Kutipan Teks:
·····
Dari sisi sosial dan ketokohan pun
prestasi kita bisa dibilang masih jeblok. Coba kita menengok ke hasil pemilihan
wakil rakyat untuk duduk di DPR, DPRD dan DPD yang sudah tiga kali berlangsung.
Sebagian besar calon wakil rakyat yang mendapatkan nomor urut strategis di
partai masing-masing sudah bisa dipastikan adalah nama-nama klasik nan popular
namun minim prestasi. Bukan hal yang aneh apabila partai-partai ingin
mengutamakan daya tawar nya ke masyarakat dengan cara menawarkan figur-figur
yang populis, tetapi jangan sampai pemilihan-pemilihan nama-nama yang berhak
mendapatkan nomor urut—baik nomor strategis maupun tidak—tersebut hanya
berdasarkan politik uang belaka. Hanya kaum-kaum berduit, memiliki kepentingan
pribadi bagi kelompoknya, atau yang memiliki kedekatan dengan pemimpin partai
yang bisa mendapatkan urutan nyaman tersebut. Kejadian-kejadian yang tidak
diinginkan ini begitu mudahnya dilakukan di era demokrasi terbuka apalagi
dengan pengawasan dan whistle blower
system yang lemah, baik dari internal partai maupun dari instrumen-instrumen
kenegaraan yang ada. Gejala-gejala politik uang ini sudah lama terendus, namun
hampir tidak ada yang bisa membuktikan. Kalau memang ini benar dan
terus-menerus berlanjut, jangan harap adanya keterwakilan rakyat yang idealis
dan benar-benar memahami permasalahan di akar rumput bisa duduk di Senayan.
Lalu bagaimana dengan kaum muda? Ada
beberapa pemuda yang sepertinya bisa diharapkan untuk Indonesia ke depannya,
tetapi tidak sedikit juga yang sudah tertular virus klasik bernama korupsi.
·····
Daftar Tugas:
1: Ubahlah bagian kutipan tentang politik uang ini yang dimulai dari "Dari sisi sosial" dan berakhir pada "tiga kali berlangsung." dengan mengganti "jeblok" menjadi "buruk".
2: Lembaga perwakilan rakyat apa saja yang disebut dalam kutipan tentang politik uang ini?
3: Sambunglah kutipan tentang politik uang ini mulai setelah kalimat terakhirnya.

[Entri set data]
·····
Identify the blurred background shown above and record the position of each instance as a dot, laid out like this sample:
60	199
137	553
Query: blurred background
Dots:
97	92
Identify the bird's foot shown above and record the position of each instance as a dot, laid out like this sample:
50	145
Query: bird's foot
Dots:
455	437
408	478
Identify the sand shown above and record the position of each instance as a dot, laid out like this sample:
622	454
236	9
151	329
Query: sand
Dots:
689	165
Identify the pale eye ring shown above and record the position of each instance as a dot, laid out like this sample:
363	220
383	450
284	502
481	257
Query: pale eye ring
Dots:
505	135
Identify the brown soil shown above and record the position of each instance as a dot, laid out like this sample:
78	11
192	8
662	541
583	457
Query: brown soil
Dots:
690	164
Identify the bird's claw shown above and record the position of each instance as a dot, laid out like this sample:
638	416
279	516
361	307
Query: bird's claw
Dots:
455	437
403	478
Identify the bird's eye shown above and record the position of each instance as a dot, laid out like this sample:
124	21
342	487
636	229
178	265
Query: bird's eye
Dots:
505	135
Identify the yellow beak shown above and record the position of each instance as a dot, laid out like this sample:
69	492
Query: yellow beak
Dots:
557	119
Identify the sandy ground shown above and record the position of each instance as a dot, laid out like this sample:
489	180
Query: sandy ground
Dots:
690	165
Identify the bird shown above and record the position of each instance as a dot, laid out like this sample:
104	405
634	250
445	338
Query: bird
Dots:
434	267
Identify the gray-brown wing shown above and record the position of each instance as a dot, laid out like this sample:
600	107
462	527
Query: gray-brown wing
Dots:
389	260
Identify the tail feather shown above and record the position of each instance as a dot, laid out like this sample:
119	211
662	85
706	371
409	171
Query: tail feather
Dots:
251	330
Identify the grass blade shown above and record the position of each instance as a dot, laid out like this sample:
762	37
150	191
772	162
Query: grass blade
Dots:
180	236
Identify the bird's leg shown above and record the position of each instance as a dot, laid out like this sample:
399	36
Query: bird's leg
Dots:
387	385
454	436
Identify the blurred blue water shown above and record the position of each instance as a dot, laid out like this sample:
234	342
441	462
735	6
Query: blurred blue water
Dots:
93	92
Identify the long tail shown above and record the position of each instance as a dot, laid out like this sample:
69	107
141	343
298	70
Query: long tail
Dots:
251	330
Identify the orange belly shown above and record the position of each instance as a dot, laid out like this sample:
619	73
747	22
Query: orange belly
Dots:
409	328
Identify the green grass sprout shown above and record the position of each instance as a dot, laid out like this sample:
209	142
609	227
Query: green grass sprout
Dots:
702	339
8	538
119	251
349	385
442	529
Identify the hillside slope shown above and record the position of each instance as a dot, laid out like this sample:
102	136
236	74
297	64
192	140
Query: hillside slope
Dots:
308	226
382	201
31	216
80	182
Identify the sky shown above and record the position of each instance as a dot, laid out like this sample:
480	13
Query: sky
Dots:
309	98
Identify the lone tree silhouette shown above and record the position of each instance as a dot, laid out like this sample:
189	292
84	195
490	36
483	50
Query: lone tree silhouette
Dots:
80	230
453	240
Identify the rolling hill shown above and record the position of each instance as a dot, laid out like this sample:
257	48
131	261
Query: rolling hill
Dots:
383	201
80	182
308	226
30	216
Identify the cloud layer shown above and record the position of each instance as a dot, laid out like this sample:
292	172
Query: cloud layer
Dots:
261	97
·····
Hasil per Tugas:
1:
Dari sisi sosial dan ketokohan pun
prestasi kita bisa dibilang masih buruk. Coba kita menengok ke hasil pemilihan
wakil rakyat untuk duduk di DPR, DPRD dan DPD yang sudah tiga kali berlangsung.

2: DPR, DPRD, dan DPD

3:
Beberapa bahkan atas nama-nama yang pada awalnya kita menaruh harapan besar. Beberapa
kasus yang cukup mengejutkan dan menyeret para pemuda kita adalah kasus yang
menyangkut Dana
Percepatan Pembangunan Infrastruktur Daerah Tertinggal, kasus pengurusan
anggaran proyek Al-Quran, ataupun yang paling anyar, kasus Hambalang.
Seremonial 21 Mei
Pada akhirnya kebobrokan
era reformasi ini akan bermuara pada suatu ketidakpuasan rakyat akan sistem
yang ada. Sistem yang sudah kita rintis semenjak keruntuhan orde baru ini mulai
dipertanyakan manfaat dan benefit nya.
Mereka yang peduli—atau bahkan sudah terlalu lelah untuk peduli—menyadari bahwa
kebebasan di era reformasi ini sudah dimanfaatkan oleh beberapa oknum untuk
memperkaya diri sendiri atau kelompok mereka masing-masing. Kita juga sudah
sulit untuk berharap kepada lembaga hukum negara yang ada karena catatan buruk
mereka juga sudah cukup banyak terkait kecacatan atas penyelenggaraan kewajiban-kewajiban
mereka. Rakyat sudah tidak punya kontrol lagi atas apa yang terjadi, dan kita
sudah tidak tahu lagi harus menggantungkan harapan dan aspirasi kita di lidah
siapa.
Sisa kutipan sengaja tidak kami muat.